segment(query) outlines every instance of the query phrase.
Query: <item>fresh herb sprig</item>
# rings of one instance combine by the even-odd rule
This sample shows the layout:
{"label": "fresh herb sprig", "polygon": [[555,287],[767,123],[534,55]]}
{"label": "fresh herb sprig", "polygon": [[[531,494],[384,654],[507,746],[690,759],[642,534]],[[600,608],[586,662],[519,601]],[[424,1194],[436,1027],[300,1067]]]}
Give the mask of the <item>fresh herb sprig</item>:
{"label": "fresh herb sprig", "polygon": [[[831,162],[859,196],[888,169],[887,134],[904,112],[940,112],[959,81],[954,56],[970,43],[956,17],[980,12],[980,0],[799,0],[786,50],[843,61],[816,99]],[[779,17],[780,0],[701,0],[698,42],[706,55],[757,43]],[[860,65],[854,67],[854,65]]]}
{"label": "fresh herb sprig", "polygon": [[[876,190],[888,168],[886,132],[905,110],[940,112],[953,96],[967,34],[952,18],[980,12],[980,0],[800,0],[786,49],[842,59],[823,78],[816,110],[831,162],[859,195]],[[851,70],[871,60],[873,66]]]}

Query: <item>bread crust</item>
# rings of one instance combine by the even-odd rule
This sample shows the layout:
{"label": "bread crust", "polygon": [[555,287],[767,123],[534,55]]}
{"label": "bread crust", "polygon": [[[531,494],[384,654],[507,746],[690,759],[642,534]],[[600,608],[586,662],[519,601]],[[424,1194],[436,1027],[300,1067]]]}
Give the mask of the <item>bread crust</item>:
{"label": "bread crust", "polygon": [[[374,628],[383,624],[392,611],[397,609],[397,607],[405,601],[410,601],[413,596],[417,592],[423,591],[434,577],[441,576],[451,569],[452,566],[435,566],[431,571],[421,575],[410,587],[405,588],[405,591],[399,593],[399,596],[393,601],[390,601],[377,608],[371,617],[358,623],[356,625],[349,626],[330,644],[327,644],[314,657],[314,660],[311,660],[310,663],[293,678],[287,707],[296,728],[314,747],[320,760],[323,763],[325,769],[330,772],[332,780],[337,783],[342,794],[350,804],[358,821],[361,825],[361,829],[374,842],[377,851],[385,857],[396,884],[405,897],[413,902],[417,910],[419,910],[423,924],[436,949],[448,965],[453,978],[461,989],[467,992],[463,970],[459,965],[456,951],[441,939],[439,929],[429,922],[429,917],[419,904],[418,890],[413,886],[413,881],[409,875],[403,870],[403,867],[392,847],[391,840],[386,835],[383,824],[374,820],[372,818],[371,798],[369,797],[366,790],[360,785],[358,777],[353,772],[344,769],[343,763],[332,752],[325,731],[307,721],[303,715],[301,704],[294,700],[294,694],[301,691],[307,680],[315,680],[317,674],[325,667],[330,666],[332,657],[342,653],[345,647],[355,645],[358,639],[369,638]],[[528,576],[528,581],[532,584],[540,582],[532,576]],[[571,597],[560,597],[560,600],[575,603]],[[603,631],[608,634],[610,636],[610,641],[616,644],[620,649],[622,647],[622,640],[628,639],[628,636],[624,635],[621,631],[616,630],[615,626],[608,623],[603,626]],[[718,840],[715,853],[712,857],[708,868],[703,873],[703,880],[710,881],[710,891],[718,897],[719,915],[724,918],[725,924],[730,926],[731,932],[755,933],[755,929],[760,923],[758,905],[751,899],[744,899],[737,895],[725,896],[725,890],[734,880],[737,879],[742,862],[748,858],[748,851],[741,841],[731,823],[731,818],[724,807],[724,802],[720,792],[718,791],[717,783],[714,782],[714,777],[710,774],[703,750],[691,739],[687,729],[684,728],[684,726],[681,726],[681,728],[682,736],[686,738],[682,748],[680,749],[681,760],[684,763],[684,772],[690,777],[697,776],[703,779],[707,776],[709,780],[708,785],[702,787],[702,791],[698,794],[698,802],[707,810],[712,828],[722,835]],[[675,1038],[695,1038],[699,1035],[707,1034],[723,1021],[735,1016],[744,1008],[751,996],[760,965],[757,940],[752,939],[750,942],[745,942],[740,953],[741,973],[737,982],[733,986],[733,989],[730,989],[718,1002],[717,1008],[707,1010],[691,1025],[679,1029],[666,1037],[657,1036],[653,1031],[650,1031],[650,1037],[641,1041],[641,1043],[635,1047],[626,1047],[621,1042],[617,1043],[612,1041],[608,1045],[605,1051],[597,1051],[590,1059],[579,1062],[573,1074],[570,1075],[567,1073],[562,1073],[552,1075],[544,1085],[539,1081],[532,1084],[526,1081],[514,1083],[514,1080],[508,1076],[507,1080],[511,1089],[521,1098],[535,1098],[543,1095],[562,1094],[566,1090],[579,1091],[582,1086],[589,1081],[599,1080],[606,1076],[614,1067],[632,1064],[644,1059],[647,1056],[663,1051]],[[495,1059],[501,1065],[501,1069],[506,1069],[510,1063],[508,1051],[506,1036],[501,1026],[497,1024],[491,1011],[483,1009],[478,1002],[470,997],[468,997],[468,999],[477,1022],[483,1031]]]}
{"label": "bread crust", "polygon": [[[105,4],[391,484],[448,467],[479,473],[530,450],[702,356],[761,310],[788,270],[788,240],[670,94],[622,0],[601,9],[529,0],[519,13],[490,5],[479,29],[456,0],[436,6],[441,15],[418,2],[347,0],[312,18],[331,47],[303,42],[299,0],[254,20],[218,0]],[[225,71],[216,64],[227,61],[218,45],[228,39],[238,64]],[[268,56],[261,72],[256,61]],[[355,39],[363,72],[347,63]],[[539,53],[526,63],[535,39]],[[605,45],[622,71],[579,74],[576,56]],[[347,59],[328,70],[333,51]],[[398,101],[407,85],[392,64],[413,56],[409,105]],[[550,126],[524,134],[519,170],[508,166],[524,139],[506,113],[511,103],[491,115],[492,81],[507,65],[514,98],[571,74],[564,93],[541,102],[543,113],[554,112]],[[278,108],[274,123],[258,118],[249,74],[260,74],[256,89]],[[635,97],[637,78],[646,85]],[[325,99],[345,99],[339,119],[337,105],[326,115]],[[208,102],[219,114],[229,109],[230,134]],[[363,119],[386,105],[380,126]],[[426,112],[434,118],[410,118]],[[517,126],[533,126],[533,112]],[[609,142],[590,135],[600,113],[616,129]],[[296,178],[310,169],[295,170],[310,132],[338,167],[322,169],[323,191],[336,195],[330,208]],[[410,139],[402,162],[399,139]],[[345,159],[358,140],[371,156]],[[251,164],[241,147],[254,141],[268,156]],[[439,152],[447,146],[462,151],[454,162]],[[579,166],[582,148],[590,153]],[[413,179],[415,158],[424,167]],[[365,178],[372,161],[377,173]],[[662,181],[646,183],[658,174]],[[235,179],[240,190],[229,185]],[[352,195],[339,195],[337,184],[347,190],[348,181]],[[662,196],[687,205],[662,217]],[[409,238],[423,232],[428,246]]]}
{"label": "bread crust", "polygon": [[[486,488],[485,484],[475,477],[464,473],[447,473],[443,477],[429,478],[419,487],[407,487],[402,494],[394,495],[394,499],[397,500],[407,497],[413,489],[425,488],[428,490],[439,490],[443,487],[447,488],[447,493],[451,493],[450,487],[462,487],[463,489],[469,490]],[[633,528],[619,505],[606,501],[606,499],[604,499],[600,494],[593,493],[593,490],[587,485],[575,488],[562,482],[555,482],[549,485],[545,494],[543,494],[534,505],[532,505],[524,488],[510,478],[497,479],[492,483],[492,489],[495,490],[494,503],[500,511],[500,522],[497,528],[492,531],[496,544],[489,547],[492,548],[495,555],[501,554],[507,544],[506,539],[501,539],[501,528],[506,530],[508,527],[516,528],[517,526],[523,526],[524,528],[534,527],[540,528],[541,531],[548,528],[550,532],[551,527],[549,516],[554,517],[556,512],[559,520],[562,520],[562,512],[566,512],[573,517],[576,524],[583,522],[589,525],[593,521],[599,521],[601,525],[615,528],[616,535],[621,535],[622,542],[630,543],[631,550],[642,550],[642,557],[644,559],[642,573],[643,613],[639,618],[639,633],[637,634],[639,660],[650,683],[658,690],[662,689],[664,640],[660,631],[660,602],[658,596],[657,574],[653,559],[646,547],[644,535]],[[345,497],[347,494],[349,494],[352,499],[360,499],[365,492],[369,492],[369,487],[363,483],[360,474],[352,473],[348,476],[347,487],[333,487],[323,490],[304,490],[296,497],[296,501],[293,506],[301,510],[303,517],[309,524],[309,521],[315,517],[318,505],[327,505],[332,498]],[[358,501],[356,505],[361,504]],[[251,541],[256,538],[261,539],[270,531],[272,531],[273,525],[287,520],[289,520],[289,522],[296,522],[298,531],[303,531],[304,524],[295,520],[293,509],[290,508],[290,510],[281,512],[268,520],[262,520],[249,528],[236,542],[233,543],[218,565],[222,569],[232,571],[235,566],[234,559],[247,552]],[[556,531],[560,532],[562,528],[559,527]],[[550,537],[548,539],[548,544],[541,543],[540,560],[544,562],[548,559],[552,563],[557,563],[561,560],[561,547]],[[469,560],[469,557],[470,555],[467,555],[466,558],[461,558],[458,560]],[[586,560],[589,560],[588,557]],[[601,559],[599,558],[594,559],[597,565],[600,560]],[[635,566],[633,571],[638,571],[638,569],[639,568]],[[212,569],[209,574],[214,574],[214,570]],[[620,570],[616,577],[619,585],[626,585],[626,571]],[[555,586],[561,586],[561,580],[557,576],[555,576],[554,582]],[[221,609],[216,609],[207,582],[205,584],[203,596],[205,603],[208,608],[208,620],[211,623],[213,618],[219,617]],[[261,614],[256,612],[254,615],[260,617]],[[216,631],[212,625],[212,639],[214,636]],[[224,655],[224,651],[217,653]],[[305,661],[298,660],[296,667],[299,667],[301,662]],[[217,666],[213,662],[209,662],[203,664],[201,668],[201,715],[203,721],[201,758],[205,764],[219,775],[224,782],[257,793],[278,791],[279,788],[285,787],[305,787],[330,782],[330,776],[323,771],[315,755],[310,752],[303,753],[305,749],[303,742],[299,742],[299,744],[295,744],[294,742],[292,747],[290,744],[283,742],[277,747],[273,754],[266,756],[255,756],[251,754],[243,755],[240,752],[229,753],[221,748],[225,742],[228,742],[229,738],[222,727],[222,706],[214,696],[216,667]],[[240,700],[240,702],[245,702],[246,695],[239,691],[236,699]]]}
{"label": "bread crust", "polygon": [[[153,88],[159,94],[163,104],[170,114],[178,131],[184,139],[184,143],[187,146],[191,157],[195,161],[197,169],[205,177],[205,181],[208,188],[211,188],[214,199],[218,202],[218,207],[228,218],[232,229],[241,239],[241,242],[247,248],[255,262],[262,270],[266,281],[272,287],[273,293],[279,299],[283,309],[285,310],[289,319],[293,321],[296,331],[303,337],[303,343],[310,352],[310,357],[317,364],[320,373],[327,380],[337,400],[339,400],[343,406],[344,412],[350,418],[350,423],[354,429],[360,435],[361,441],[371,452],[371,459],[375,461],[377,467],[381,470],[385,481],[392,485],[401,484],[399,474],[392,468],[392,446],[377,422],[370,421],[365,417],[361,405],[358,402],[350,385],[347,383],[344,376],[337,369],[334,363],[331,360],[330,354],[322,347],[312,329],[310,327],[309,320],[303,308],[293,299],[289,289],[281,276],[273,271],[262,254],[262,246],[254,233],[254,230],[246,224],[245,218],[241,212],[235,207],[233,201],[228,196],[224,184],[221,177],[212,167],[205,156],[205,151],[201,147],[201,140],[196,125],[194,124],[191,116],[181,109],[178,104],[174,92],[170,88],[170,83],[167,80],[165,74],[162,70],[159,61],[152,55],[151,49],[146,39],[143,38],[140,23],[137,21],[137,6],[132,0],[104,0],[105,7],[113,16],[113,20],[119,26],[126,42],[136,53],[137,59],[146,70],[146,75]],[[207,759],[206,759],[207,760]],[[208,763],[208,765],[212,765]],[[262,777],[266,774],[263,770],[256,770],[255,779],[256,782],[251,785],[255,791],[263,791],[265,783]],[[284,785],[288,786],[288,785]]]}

#### WORK INSTRUCTIONS
Please extract the lines of the data starting with the line that contains "Query: <item>bread crust</item>" and going on through the line that contains "Give the mask of the <item>bread", and repeat them exactly.

#### THE RESPONSE
Query: <item>bread crust</item>
# rings of one instance combine by the even-odd rule
This sample shows the layout:
{"label": "bread crust", "polygon": [[555,287],[767,123],[534,55]]}
{"label": "bread crust", "polygon": [[[531,494],[384,654],[507,746],[690,759],[642,534]],[[600,608],[586,662],[519,601]],[[424,1194],[436,1027],[300,1067]]]}
Give the mask of the <item>bread crust</item>:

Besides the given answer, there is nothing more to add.